Ratner Opens Pandora's Box... Can He Deal With What's Inside? 'Eminent Domain' Is Obvious Pain If Ratner Gains
BASKETBALL NEWS SERVICES
By Tracy Graven
Jan 17, 2004
As the clock winds down to the apparent sale of the New Jersey Nets franchise to millionaire developer Bruce Ratner, things in Prospect Heights, Fort Greene, Boerum Hill and Park Slope will heat so hot and fast, residents along Dean Street in the neighborhood will forget that it's the dead of winter.
The proposed Brooklyn Arena and Brooklyn Atlantic Yards are a combined residential, retail and commercial space with 7.7 million square feet of space. The arena would seat 19,000 for basketball, and include 4,500 units of residential housing and 2.1 million square feet of commercial office space. Under the plan, development of the arena would begin this year. The completion of the project would be in time for the 2006-2007 NBA season; the team's lease in New Jersey expires in 2006.
The Brooklyn arena would be located at the intersection of Flatbush and Atlantic avenues in downtown Brooklyn, near a major Long Island Rail Road terminal.
Last Monday, I spent most of my daily piece on the Nets speculating about the inevitable purchase of the team by Ratner and rapper Jay-Z from the busted YankeeNets union. I wrote of the numerous business units Ratner and Co. would have available to potential tenants. I marveled at the fact that he planned to add a 4,500 unit apartment community. And to hear, and mentally visualize, the glass-facade of a palace he planned to build for his new team, designed by Frank Gehry and spanning the corners of Flatbush and Atlantic Avenues, I thought, "Yeah ... much better than the swamps of New Jersey."
But then I got a wake up call. Initiated by an e-mail by Kieran O., and my ensuing response, my e-mail box was flooded with more petitioning and explanatory e-mails than I'd ever imagined. Almost 100 e-mails in total, about five percent in support of what I had written and the other 95 percent reminding me politely of a few things.
I have never stepped foot in Brooklyn.
I don't have any history or kin in the Brooklyn area.
I don't understand the plight that this foreseeable potential inevitability wasn't this grand design of progress at all. In fact, it was a downright disgrace ..... at least the way it is being pursued at this point.
I found out a lot about a little known thing called 'eminent domain.' I say "little," simply because not many laymen in the public know about it. But the city, state, and federal government know every in and out and how to work it to their advantage in seizing whatever property they want, despite the impact it has on hard-working people trying to live the American dream.

= = = = =

#### [Aim]
From the column on the Nets sale, what are the answers to these questions?
(a) How many people would the proposed arena seat for basketball?
(b) At which intersection would the arena be located?
(c) About how many e-mails did the writer receive after the Monday piece?

= = = = =

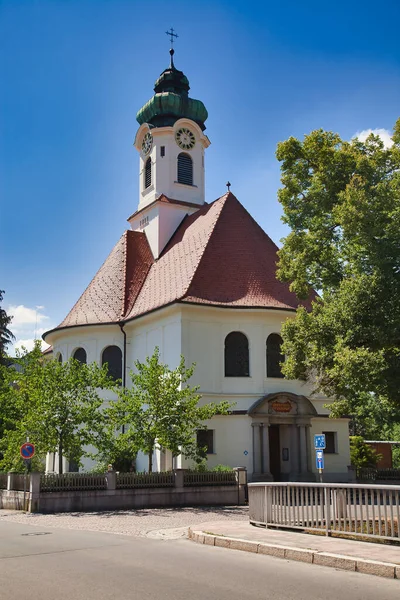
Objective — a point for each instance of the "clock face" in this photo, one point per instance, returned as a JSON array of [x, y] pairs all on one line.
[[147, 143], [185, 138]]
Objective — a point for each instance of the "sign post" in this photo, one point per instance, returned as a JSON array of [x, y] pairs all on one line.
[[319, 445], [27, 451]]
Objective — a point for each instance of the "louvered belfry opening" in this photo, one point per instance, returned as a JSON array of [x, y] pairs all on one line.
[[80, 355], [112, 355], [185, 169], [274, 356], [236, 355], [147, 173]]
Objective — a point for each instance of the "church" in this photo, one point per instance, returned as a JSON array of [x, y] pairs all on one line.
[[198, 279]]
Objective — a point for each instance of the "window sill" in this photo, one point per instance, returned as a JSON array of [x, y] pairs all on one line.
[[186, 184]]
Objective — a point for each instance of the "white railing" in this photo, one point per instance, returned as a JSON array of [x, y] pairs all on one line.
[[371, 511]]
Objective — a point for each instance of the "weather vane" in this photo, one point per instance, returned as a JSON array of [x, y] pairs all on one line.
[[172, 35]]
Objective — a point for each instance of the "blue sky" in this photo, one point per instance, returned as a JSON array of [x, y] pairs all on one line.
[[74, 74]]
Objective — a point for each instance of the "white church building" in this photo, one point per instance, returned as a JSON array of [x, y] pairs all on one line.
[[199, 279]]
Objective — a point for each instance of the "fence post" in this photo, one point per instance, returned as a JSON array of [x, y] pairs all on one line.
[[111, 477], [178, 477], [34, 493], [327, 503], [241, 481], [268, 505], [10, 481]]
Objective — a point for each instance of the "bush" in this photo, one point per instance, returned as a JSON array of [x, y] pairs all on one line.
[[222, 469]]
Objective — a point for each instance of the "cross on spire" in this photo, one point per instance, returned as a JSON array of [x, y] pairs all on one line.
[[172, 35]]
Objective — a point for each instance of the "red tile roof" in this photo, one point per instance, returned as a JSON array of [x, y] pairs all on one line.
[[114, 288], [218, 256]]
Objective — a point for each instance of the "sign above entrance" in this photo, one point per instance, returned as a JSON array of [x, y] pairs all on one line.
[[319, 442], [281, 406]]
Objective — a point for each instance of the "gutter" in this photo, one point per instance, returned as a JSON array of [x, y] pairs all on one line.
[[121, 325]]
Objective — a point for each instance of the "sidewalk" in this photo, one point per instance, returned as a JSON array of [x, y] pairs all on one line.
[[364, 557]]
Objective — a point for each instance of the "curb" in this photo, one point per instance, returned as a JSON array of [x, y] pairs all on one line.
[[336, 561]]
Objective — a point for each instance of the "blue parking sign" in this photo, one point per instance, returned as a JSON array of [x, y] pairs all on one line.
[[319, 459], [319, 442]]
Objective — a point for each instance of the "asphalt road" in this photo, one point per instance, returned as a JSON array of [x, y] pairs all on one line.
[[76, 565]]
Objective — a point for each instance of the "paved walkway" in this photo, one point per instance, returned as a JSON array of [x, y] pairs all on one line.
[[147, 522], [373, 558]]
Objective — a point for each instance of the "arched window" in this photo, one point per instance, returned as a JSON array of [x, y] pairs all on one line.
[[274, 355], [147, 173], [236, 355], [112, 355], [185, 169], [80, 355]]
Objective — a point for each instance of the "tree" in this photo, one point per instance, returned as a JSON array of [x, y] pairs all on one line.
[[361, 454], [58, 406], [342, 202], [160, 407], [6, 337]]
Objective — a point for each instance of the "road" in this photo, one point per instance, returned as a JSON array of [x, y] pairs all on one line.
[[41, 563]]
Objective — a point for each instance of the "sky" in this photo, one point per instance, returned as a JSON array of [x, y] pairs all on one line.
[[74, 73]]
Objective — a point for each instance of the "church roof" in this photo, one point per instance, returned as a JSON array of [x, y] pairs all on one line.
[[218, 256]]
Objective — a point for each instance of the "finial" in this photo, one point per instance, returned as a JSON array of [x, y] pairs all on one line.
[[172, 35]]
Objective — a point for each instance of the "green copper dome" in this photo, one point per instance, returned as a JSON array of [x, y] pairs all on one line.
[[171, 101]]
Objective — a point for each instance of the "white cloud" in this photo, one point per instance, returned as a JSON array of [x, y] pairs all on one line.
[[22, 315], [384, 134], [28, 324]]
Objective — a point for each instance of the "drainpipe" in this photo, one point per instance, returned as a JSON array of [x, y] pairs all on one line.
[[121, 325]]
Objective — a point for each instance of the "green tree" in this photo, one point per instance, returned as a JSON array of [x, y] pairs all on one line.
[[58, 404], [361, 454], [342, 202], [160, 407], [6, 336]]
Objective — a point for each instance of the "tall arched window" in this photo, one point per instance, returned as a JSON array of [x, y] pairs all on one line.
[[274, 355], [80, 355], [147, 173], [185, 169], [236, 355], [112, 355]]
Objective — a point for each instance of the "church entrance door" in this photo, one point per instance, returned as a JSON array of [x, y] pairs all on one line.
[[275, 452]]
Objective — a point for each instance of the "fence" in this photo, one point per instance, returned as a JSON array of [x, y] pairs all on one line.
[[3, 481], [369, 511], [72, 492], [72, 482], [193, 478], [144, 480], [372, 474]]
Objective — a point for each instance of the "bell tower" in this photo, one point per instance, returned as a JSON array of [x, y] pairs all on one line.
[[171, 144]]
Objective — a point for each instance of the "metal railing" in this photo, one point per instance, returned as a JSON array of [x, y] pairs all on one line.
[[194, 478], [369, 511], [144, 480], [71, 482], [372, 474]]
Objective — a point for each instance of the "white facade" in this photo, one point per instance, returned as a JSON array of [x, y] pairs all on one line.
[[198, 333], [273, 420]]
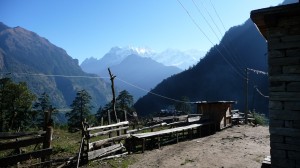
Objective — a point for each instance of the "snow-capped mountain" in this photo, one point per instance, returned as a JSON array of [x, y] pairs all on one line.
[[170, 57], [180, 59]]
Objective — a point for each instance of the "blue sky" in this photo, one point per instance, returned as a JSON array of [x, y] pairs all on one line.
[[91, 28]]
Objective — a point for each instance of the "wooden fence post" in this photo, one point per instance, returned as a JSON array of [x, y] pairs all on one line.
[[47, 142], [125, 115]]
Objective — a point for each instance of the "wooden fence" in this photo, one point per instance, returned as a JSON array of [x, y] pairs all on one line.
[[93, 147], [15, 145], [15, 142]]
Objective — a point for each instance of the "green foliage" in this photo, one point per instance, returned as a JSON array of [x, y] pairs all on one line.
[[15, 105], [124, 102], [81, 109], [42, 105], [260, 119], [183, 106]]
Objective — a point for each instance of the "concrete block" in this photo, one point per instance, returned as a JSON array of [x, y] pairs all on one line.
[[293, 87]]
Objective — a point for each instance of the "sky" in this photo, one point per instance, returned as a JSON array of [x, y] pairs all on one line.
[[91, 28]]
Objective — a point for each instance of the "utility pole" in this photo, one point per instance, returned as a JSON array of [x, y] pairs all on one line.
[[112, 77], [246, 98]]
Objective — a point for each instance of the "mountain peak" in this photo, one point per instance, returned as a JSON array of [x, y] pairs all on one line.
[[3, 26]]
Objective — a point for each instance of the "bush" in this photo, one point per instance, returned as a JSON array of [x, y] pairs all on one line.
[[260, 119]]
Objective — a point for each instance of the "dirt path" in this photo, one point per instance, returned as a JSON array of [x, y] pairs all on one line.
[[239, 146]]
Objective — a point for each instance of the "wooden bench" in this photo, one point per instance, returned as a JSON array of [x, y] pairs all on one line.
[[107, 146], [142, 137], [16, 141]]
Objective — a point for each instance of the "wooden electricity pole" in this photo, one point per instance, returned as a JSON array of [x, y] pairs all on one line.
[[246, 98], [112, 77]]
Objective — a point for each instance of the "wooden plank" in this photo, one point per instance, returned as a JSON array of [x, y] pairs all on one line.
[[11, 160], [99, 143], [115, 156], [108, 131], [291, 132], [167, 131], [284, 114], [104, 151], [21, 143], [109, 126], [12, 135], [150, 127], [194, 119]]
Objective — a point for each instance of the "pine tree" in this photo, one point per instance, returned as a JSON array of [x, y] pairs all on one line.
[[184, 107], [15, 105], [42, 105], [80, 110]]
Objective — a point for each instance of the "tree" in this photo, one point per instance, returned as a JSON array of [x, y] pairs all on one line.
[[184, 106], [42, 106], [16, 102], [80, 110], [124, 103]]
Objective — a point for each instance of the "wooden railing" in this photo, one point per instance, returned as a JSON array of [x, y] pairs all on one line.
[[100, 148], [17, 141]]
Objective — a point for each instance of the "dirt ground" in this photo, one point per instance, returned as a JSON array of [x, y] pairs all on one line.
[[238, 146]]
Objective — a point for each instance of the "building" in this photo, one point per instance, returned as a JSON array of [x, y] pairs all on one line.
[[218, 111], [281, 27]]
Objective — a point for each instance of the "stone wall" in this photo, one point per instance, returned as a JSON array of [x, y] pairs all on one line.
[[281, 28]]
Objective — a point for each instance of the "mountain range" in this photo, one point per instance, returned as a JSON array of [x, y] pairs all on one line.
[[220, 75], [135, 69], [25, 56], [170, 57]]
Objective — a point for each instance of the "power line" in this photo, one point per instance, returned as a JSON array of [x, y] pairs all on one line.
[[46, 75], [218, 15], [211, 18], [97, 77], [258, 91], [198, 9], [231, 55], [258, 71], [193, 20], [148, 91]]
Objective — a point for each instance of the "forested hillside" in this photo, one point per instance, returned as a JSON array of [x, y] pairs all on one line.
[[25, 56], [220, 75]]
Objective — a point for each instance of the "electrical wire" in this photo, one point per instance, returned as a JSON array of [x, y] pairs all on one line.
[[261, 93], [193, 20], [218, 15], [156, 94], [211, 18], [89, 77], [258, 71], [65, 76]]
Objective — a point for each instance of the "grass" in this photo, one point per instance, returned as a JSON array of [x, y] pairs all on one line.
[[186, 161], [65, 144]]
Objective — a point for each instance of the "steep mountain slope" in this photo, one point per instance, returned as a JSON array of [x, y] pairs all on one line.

= = = = =

#### [Result]
(a) 19,000
(b) Flatbush and Atlantic avenues in downtown Brooklyn
(c) Almost 100